* _Tasks_:
• A. Transcribe the part of the excerpt on the circular linked list window that opens with the words containing "Elegant thing about" and closes with "useful and simple.".
• B. In the excerpt on the circular linked list window, what would the pane length be equal to?

* _Excerpt to read_:
----
Figure 6: Dotted Lines show the position of new window. Red cross indicates that the pane is invalid while green check indicates valid pane [12]

For implementing the “Window” concept, Circular Linked List data structure is used. Below figure, figure 7, shows how the window can be modeled as Circular Linked List.

Figure 7: Window visualized as Circular Link List

Elegant thing about the representation of the Window as a Circular Linked List is that circular linked list implementation only need to expose two APIs:

//API to add data to the latest pane

Void addData(Object data);

//API to return aggregate information and also do sliding at end of aggregation

Object getAggregateInfoAndSlide();

Thus, the client which consumes this, does not need to know how many “panes” or “nodes” are present during add, slide, aggregate operation. New panes can be added without client dependency. Even without knowing underline window/pane implementation, client can still control the length of the pane (pane length would be equal to time difference between two consecutive calls to “getAggregateInfoAndSlide()” function). This makes integration of circular link list data structure very easy, useful and simple.
----
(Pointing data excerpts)

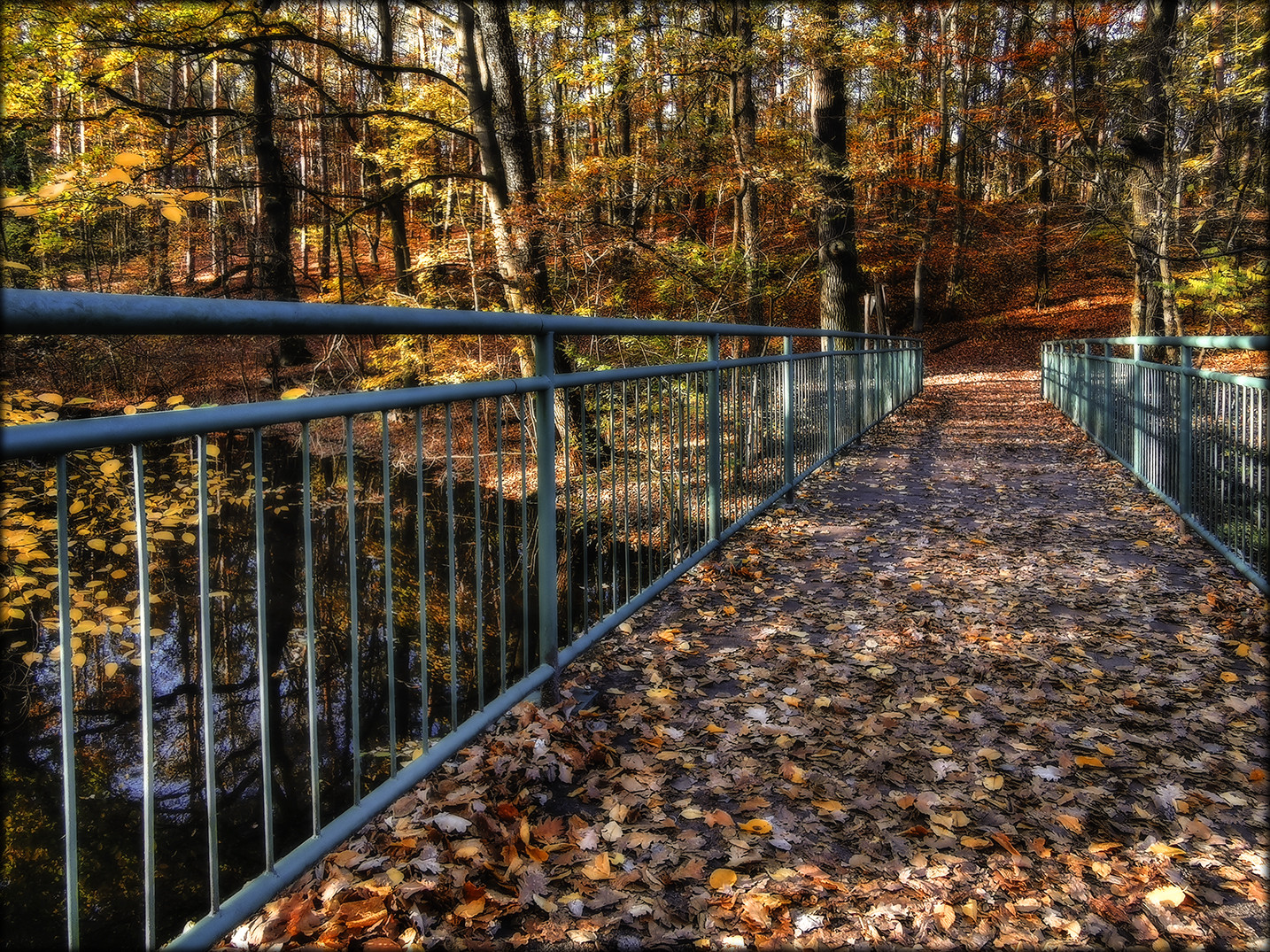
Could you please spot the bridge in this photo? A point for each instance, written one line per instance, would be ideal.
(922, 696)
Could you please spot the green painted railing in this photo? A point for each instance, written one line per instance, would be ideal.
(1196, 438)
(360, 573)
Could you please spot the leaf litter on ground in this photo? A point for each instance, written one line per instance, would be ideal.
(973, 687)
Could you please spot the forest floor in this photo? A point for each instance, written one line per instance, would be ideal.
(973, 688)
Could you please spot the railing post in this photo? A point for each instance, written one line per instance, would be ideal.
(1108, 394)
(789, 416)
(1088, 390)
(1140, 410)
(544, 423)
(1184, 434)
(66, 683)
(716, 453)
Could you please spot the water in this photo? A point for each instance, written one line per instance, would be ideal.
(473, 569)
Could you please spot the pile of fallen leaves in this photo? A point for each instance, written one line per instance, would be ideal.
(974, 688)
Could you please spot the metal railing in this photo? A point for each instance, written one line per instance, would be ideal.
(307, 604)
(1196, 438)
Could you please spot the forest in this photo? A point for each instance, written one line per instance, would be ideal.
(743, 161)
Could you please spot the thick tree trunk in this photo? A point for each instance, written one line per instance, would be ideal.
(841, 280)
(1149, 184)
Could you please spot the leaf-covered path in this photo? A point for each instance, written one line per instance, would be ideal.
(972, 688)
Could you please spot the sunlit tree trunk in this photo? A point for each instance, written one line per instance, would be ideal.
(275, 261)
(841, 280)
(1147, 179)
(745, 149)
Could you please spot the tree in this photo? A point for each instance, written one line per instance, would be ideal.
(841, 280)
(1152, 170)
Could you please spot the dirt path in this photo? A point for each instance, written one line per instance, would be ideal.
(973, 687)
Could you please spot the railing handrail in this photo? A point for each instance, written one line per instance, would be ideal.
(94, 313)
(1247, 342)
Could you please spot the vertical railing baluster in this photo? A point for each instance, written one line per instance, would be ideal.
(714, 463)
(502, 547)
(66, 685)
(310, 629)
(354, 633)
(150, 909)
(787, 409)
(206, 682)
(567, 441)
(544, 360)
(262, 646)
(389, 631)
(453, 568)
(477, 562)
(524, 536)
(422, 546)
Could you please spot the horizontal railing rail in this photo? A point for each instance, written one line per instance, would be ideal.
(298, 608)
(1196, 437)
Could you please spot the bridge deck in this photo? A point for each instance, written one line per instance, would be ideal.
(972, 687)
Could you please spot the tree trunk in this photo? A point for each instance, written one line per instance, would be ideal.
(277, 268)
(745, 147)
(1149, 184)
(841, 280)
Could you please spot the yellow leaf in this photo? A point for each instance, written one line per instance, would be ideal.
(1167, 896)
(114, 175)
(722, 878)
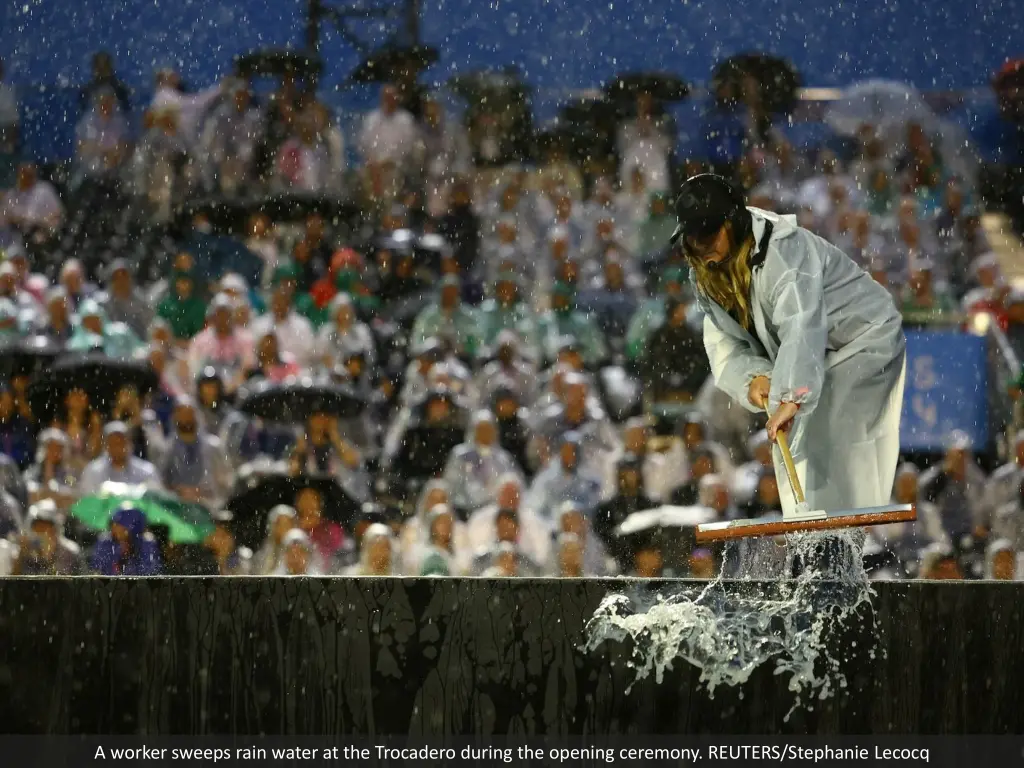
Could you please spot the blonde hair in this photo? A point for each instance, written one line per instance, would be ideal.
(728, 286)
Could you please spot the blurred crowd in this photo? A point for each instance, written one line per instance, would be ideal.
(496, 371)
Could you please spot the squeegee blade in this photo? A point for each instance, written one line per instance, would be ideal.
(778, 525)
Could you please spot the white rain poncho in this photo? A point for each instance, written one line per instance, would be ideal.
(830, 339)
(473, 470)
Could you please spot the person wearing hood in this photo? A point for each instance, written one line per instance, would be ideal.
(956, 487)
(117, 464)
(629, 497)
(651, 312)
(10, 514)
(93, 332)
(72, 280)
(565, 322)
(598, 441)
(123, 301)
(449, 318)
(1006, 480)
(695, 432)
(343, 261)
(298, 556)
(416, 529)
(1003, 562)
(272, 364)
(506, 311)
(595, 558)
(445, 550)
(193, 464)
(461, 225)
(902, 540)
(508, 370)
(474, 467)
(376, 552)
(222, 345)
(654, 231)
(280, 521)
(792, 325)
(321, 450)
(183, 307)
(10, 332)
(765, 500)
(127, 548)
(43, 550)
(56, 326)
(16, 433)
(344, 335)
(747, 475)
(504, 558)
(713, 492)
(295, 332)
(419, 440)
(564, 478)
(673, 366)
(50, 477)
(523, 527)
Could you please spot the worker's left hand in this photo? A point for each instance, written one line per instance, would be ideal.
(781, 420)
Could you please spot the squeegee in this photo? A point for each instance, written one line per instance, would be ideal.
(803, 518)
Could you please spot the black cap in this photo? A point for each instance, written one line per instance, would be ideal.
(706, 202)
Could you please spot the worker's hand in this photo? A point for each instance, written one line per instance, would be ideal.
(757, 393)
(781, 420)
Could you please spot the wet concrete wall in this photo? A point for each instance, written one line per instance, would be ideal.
----
* _Answer set_:
• A.
Elegant thing about the representation of the Window as a Circular Linked List is that circular linked list implementation only need to expose two APIs:

//API to add data to the latest pane

Void addData(Object data);

//API to return aggregate information and also do sliding at end of aggregation

Object getAggregateInfoAndSlide();

Thus, the client which consumes this, does not need to know how many “panes” or “nodes” are present during add, slide, aggregate operation. New panes can be added without client dependency. Even without knowing underline window/pane implementation, client can still control the length of the pane (pane length would be equal to time difference between two consecutive calls to “getAggregateInfoAndSlide()” function). This makes integration of circular link list data structure very easy, useful and simple.

• B. The pane length would equal the time difference between two consecutive calls to the "getAggregateInfoAndSlide()" function.